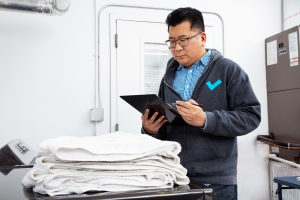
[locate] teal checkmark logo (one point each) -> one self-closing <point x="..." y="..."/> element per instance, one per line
<point x="213" y="86"/>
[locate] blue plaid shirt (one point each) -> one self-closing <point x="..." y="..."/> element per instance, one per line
<point x="185" y="79"/>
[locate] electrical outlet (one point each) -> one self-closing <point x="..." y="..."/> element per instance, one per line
<point x="97" y="114"/>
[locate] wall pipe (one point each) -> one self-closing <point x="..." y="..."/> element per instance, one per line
<point x="132" y="6"/>
<point x="46" y="7"/>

Work to complete: Reproduce every line above exactly, pictures excluded.

Worked solution:
[locate] teal checkmark logo (one point each) -> one self-closing <point x="..." y="..."/> element per instance, one per line
<point x="213" y="86"/>
[locate] blue plaid shirt (one point each) -> one self-closing <point x="..." y="..."/> element per instance, one per line
<point x="185" y="79"/>
[locate] electrical outlet (one point each) -> one self-closing <point x="..." y="..."/> element per instance, one per line
<point x="97" y="114"/>
[locate] wall pipe (one point each) -> one self-closing <point x="..." y="..."/> element per instance, one per line
<point x="132" y="6"/>
<point x="46" y="7"/>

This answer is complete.